YOUR GOAL - Quote every line of the material beneath this one.

_ _ _

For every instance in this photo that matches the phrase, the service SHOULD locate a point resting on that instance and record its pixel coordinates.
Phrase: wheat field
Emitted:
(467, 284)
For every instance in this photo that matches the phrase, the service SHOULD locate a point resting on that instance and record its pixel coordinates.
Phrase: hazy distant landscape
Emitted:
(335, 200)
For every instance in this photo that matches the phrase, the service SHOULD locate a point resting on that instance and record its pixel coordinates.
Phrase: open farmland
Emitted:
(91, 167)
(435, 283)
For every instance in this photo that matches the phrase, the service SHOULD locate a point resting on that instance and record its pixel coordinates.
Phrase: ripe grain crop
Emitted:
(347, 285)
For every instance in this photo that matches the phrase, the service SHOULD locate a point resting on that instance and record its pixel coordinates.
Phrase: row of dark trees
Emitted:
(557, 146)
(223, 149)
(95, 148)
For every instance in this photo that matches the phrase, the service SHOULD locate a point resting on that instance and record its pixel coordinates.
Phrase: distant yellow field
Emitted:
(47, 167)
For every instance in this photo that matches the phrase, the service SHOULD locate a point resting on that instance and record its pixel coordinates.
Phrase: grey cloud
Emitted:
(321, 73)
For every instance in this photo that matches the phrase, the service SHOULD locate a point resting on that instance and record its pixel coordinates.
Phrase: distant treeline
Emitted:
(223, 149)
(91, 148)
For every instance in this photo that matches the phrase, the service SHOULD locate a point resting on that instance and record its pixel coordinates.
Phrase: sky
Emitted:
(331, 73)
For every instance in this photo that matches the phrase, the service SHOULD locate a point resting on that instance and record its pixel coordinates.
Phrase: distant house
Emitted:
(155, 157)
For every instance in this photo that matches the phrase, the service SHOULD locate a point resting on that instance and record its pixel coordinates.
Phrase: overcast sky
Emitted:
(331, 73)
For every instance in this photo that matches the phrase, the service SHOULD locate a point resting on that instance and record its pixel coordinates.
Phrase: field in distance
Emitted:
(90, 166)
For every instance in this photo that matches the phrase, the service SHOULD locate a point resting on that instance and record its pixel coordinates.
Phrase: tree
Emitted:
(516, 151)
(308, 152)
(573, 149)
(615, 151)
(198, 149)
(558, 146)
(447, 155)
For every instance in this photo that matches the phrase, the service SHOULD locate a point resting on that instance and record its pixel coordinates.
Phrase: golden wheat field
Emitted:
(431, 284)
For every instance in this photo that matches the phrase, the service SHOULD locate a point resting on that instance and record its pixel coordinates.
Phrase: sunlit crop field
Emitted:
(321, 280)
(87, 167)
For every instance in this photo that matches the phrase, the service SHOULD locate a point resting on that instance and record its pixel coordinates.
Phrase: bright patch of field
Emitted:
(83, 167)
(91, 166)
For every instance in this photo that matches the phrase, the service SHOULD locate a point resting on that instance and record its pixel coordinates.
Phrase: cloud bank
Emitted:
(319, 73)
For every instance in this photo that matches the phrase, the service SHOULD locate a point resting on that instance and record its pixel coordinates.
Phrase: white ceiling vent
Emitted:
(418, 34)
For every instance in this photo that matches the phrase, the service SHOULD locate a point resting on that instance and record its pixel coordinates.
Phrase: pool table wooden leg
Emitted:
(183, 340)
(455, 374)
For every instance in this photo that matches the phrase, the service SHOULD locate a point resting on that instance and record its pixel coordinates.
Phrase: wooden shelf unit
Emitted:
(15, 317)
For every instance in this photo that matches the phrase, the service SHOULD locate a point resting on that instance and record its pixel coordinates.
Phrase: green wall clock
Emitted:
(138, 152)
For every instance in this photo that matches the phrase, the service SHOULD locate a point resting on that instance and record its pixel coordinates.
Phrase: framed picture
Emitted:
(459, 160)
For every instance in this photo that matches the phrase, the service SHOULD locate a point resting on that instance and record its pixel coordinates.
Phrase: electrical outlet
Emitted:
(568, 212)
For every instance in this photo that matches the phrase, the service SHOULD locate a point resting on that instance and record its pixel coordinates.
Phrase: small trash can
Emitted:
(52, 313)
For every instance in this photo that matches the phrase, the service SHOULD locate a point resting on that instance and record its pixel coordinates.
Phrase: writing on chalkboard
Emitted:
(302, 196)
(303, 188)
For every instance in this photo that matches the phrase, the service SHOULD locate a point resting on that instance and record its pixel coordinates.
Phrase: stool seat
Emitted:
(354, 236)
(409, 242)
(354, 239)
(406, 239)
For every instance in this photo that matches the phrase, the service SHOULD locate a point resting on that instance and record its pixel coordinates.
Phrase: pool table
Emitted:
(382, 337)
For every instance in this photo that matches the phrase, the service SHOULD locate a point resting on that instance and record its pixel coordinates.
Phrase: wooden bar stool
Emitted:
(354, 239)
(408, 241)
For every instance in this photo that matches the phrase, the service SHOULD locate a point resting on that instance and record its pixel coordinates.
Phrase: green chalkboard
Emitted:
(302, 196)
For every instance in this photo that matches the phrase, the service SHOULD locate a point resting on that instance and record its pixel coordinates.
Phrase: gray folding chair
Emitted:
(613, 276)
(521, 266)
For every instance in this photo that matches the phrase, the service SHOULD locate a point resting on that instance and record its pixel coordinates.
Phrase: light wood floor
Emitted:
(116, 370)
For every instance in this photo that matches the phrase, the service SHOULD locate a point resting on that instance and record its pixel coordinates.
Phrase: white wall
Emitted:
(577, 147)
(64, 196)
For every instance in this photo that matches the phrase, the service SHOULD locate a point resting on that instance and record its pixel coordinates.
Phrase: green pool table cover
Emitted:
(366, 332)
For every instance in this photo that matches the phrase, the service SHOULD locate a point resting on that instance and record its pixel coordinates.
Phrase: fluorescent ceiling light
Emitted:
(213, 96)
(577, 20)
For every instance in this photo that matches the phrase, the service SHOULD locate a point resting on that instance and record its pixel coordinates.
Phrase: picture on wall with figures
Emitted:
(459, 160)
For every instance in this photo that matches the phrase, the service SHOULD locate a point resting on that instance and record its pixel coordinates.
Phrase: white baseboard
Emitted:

_ _ _

FULL RESPONSE -
For every instance in this photo that matches the phrase, the service SHOULD locate a point resting on that instance and record its pixel coordinates.
Phrase: wheat field
Emitted:
(467, 284)
For every instance in this photo that matches the phrase, the service SHOULD locate a point resting on that instance and record its pixel coordinates.
Phrase: hazy distant landscape
Emitted:
(335, 200)
For every instance in this photo that matches the phrase, the service SHOULD locate a point resting on that instance and record its pixel coordinates.
Phrase: open farmland
Emitted:
(91, 167)
(435, 283)
For every instance in this photo that matches the phrase, the service SHOULD locate a point resting on that instance and record its pixel coordinates.
Phrase: ripe grain crop
Emitted:
(347, 285)
For every instance in this photo that matches the phrase, the service SHOULD locate a point resting on that instance and record its pixel coordinates.
Phrase: row of dark trees
Emitted:
(557, 146)
(223, 149)
(95, 148)
For every instance in this photo that matches the phrase, the service SHOULD locate a point resting on that instance and record its pixel coordinates.
Phrase: distant yellow field
Emitted:
(47, 167)
For every instance in this photo that matches the phrase, the service SHOULD locate a point resting on that instance and record its pixel coordinates.
Phrase: grey cloud
Emitted:
(321, 73)
For every instance in this photo that matches the phrase, the service SHOULD locate a point resting on that instance and record its pixel coordinates.
Phrase: distant treeline
Emitted:
(223, 149)
(91, 148)
For every instance in this photo that matches the phrase, the service SHOULD locate a point resting on that instance and record its pixel coordinates.
Phrase: sky
Emitted:
(331, 73)
For every instance in this photo that matches the phrase, the service SHOULD locate a point resting on that instance and record its pixel coordinates.
Phrase: distant house
Emitted:
(155, 157)
For every instance in this photo that matches the phrase, the service SHOULD locate a point resting on that instance and record its pixel coordinates.
Phrase: overcast sky
Emitted:
(331, 73)
For every instance in this photo that matches the phrase, the service SHOULD locate a point resting on that instance and record its pixel coordinates.
Phrase: field in distance
Emitted:
(90, 166)
For every instance in this photo that matches the phrase, the service SHOULD locate a point resting on that instance and record its pixel coordinates.
Phrase: tree
Emitted:
(516, 151)
(308, 152)
(573, 149)
(615, 151)
(198, 149)
(558, 146)
(447, 155)
For every instance in this photo that matches the phrase, the service SHOULD locate a point resting on that instance and record its pixel coordinates.
Phrase: golden wheat field
Emitted:
(431, 284)
For every instance in this photo that matches the phrase, the service SHOULD locate a point resting on that instance and record its pixel coordinates.
Phrase: sunlit crop field
Emitted:
(321, 280)
(87, 167)
For every instance in this photo that matches the phrase, the service SHOULD locate a point resting on that instance and record its pixel coordinates.
Phrase: bright patch of field
Emitted:
(83, 167)
(91, 166)
For every instance in this photo that matches the phrase, the service SHOULD locate a point resting on that instance and record its pixel coordinates.
Phrase: cloud bank
Emitted:
(319, 73)
For every instance in this photo that matches the phrase, the service SHOULD locate a point resting on that instance and record its pixel coordinates.
Phrase: white ceiling vent
Emitted:
(418, 34)
For every instance in this photo that matches the phrase, the service SHOULD locate a point resting on that instance and record its pixel coordinates.
Phrase: pool table wooden leg
Emitted:
(183, 340)
(455, 374)
For every instance in this photo that matches the phrase, the service SHOULD locate a point resting on that instance and record its pixel coordinates.
Phrase: wooden shelf unit
Emitted:
(15, 317)
For every instance in this photo that matches the phrase, the service SHOULD locate a point resting on that instance and record its pixel coordinates.
Phrase: green wall clock
Emitted:
(138, 152)
For every instance in this photo that matches the phrase, the service SHOULD locate a point resting on that instance and record its pixel coordinates.
Phrase: framed picture
Emitted:
(459, 160)
For every instance in this photo that matches the phrase, the service SHOULD locate a point resting on that instance and record its pixel coordinates.
Phrase: electrical outlet
Emitted:
(568, 212)
For every instance in this photo that matches the phrase, the service SHOULD locate a point resting on that instance and record its pixel coordinates.
Phrase: small trash can
Emitted:
(52, 313)
For every instance in this photo that matches the phrase, the service SHOULD locate a point resting on that instance and record its pixel coordinates.
Phrase: writing on chalkboard
Emitted:
(302, 196)
(303, 188)
For every instance in this photo that matches the phrase, the service SHOULD locate a point resting on that instance and record its pixel coordinates.
Phrase: stool seat
Emitted:
(354, 236)
(409, 242)
(354, 239)
(406, 239)
For every instance in this photo that matches the phrase, the service SHOULD locate a point resting on that instance and record its pixel coordinates.
Phrase: pool table
Emitted:
(382, 337)
For every instance in this photo that matches the phrase, the service SHOULD locate a point resting on that instance and record its pixel coordinates.
Phrase: wooden bar stool
Emitted:
(354, 239)
(408, 241)
For every instance in this photo that matches the phrase, the service SHOULD locate a point resting on that instance and record its pixel coordinates.
Phrase: green chalkboard
Emitted:
(302, 196)
For every instance in this photo that matches the phrase, the service SHOULD locate a point resting on that instance and record its pixel coordinates.
Phrase: gray folding chair
Emitted:
(613, 276)
(521, 266)
For every instance in this photo that matches the phrase, the service SHOULD locate a point resting on that instance and record its pixel coordinates.
Phrase: light wood floor
Emitted:
(116, 370)
For every instance in this photo that matches the phrase, the service SHOULD locate a point resting on that instance and record its pixel coordinates.
Phrase: white wall
Emitted:
(577, 147)
(64, 196)
For every instance in this photo that matches the phrase, the service SHOULD locate a point resting on that instance and record its pixel coordinates.
Phrase: green pool table cover
Emitted:
(366, 332)
For every instance in this photo that matches the phrase, the service SHOULD locate a point resting on that instance and record its pixel coordinates.
Phrase: fluorescent ceiling light
Emitted:
(213, 96)
(577, 20)
For every instance in this photo that matches the phrase, the service SHOULD locate a point resting on that instance and record its pixel coordinates.
Phrase: picture on wall with figures
Emitted:
(459, 160)
For every instance in this photo that matches the phrase, the service SHOULD locate a point resting on that instance and record its pixel coordinates.
Phrase: white baseboard
Emitted:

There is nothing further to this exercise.